┌──
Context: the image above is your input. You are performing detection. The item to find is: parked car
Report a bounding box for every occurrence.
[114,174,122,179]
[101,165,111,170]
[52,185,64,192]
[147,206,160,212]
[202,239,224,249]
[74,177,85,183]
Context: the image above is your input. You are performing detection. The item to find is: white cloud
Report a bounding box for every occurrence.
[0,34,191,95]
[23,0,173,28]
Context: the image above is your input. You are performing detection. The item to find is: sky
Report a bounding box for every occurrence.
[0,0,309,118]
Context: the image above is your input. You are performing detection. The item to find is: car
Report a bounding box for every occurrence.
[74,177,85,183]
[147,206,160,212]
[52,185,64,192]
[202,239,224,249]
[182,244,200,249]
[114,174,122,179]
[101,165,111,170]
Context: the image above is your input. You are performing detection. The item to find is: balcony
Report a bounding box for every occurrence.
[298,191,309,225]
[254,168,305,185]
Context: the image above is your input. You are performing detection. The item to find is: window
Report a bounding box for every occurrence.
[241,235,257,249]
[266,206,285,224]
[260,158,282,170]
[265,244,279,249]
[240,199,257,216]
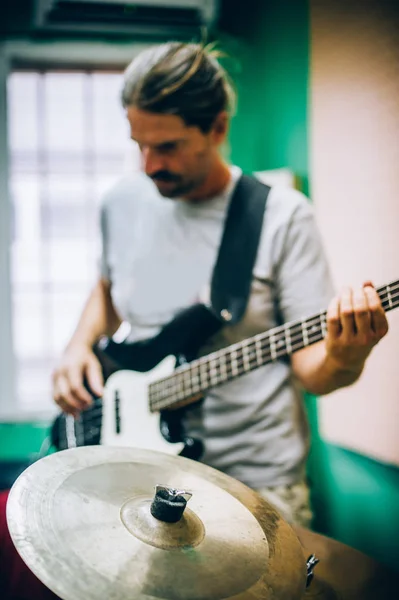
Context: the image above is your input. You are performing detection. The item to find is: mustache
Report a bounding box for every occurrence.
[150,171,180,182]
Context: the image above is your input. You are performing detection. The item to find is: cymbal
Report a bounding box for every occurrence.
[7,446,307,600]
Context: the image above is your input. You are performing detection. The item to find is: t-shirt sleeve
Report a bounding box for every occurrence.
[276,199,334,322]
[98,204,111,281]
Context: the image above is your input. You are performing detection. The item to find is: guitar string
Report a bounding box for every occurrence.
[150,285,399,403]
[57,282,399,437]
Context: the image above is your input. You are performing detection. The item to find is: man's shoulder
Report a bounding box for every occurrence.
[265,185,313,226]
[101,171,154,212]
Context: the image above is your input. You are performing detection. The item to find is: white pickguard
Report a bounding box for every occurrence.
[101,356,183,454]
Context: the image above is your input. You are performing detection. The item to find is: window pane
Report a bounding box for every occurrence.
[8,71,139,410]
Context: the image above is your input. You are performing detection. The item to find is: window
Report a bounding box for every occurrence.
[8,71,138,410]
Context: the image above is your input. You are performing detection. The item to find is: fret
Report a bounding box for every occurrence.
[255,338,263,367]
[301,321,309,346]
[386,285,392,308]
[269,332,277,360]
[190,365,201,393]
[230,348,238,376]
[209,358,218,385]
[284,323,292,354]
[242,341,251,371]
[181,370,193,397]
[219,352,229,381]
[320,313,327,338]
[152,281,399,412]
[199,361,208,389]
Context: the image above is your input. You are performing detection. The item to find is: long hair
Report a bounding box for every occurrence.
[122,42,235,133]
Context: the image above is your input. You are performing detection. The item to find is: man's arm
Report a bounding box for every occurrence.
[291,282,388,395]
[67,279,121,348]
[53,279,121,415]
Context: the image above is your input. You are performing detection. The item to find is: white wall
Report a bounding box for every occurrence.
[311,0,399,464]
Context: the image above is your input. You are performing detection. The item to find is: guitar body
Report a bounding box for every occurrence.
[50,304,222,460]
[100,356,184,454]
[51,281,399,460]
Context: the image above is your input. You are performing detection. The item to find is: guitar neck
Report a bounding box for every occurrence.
└──
┌──
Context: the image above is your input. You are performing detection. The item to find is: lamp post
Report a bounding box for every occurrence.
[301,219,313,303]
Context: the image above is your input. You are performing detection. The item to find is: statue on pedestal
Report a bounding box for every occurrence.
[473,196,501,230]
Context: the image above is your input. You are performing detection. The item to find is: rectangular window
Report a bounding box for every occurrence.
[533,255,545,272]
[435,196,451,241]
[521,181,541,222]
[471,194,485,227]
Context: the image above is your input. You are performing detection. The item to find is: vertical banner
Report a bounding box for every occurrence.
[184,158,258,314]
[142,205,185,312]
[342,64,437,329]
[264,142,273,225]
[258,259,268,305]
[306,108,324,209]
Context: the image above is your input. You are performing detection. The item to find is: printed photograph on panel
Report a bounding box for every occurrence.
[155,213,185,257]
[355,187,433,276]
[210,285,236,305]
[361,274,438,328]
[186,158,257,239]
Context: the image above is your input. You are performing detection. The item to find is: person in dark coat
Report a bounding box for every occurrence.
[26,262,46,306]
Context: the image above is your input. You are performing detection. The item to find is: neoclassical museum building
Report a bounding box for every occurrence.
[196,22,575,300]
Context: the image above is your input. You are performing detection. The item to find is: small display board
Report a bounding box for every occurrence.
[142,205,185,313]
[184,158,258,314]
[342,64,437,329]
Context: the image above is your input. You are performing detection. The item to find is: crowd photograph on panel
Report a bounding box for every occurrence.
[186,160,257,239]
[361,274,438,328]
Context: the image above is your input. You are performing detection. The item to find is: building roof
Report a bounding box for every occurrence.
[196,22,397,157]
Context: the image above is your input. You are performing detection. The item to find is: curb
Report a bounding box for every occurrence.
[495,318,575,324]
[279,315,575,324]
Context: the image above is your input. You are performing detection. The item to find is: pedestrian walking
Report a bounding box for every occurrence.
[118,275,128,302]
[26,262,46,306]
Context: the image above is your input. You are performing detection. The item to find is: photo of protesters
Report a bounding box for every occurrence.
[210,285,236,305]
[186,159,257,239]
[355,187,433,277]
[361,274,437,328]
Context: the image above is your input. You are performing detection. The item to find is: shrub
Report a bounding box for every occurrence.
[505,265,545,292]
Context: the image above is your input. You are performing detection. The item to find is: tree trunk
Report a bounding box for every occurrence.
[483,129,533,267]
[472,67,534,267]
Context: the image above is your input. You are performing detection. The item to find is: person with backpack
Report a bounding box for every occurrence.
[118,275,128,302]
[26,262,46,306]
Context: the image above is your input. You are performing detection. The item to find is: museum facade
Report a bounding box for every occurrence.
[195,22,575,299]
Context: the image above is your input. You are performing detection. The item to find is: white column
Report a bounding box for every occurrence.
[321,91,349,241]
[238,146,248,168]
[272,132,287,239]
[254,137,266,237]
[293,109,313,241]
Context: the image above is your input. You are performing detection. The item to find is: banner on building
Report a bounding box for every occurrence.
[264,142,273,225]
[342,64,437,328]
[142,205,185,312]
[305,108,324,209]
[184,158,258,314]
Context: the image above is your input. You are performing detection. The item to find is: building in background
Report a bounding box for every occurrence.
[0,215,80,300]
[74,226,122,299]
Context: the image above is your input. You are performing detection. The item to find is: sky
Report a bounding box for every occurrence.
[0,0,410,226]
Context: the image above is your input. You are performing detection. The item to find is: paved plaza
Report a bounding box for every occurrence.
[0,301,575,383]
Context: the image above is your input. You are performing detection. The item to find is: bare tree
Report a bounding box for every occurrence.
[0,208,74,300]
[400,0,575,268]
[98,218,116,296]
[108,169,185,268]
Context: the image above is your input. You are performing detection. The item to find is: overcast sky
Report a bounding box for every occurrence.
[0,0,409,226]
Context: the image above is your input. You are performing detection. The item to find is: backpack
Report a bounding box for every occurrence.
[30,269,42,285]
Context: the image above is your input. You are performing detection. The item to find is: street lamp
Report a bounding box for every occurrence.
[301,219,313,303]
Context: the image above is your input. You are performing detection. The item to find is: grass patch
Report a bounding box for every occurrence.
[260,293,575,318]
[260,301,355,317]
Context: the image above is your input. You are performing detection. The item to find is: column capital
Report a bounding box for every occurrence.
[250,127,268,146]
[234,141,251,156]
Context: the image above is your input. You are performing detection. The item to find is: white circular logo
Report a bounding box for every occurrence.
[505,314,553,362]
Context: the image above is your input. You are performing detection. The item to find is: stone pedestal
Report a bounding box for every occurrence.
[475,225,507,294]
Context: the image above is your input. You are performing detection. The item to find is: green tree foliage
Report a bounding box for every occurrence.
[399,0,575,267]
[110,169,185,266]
└──
┌──
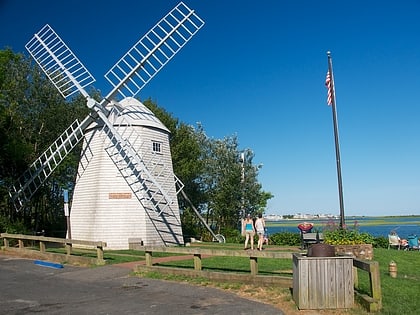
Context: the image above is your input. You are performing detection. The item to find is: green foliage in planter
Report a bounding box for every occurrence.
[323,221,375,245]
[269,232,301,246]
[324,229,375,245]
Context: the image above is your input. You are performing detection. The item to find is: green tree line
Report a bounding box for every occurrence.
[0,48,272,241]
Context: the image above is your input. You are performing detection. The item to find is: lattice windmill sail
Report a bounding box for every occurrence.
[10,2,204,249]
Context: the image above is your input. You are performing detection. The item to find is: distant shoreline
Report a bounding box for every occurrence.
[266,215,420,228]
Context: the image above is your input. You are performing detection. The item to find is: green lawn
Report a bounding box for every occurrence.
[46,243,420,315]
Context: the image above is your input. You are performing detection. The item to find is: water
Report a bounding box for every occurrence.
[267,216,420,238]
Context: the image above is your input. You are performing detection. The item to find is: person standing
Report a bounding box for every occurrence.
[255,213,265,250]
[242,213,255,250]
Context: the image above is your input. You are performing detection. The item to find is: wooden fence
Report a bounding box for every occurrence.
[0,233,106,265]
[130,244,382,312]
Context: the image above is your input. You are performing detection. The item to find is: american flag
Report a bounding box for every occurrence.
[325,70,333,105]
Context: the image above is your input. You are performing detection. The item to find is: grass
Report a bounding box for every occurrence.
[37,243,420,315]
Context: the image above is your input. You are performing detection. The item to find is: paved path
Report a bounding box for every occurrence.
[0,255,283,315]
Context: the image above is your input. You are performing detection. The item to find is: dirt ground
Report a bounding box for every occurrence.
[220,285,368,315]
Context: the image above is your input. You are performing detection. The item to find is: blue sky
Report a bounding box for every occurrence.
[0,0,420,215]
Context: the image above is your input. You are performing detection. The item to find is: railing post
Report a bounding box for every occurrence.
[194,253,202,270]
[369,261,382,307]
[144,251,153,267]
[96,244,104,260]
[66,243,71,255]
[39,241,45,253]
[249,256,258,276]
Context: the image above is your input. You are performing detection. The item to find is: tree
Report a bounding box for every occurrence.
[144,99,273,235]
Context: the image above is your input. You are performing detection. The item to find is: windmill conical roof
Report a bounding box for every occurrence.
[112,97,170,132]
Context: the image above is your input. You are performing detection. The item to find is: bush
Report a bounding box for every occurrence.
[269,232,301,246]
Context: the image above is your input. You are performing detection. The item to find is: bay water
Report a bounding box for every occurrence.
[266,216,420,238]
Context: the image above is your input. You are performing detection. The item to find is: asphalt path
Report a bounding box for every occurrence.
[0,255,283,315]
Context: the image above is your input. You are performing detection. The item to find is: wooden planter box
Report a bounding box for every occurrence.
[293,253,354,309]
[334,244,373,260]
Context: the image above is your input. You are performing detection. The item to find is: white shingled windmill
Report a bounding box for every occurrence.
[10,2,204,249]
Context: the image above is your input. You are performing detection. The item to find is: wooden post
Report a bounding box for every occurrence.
└──
Stated exercise ->
List every line of the records above that contains the word "building", copying each line in full. Treat the match as case-sensitive.

Output for this exercise ->
Context: the image above is your input. You are performing detection. The item to find is: neoclassical museum building
Context: the image above is your input. You are performing detection. The item to find is: building roof
Context: the image above is your input. You are performing detection. The item to find is: banner on building
Context: the image above is your input. You are performing detection. The item to find is: building in background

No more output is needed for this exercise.